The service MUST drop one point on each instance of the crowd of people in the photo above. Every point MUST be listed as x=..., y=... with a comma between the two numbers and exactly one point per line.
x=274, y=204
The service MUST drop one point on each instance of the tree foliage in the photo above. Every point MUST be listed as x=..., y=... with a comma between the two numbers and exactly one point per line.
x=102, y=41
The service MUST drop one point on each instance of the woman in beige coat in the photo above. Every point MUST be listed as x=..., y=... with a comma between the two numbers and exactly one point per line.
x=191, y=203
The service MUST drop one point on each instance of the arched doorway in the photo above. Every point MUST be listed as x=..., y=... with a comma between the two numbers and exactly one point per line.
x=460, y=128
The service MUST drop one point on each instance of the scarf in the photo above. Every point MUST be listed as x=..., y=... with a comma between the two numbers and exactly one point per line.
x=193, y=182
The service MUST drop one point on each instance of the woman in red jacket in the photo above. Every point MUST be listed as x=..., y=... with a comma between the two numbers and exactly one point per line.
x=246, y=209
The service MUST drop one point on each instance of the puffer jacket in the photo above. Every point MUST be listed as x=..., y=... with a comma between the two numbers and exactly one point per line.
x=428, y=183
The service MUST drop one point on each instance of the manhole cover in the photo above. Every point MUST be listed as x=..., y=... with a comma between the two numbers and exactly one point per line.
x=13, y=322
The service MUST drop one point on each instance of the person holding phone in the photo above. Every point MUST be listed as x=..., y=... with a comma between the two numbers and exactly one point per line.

____

◆ **Task item**
The answer should consist of every entry, repeated word for word.

◆ **Solution for this exercise**
The service MUST drop one point on each instance of the crowd of people in the photo above. Every point MUST be listed as x=..., y=... with a comma between the two numbers and exactly one point per line.
x=274, y=204
The service MUST drop one point on each instance of the tree foliage in the photo above. Every point MUST be listed as x=..., y=... with a comma between the two numbers and exactly one point per line.
x=102, y=41
The service MUST drop one point on each instance of the woman in beige coat in the photo above. Every point MUST be listed as x=..., y=... with a comma between the two numbers and exactly one point per line.
x=191, y=203
The service MUST drop one point on each instance of the arched doorway in the photo above. Every point MUST be listed as x=..., y=... with a comma between the two numbers and exactly one point per line.
x=460, y=128
The service MUST drop one point on each instance of the scarf in the photo above. Every point MUST be listed as x=..., y=... with a comma between the two numbers and exactly one point per line.
x=193, y=182
The service MUST drop one point on each instance of the woman in red jacket in the photo above. Every point MUST be listed as x=..., y=... with a comma between the two numbers and exactly one point per line.
x=246, y=209
The service MUST drop one point on each instance of the puffer jacket in the photo above. Every point MUST be listed as x=..., y=... with a comma between the two numbers and exactly one point per line.
x=428, y=183
The service MUST drop one point on each instance of the manhole cover in the photo above. Every point MUST be listed as x=..., y=... with a comma between the two numbers and exactly one point per line.
x=13, y=322
The service MUST drop one point on each instance of the person holding phone in the photo above. Every point MUST be listed as x=..., y=... with a comma between the two numbers and exactly one point per line.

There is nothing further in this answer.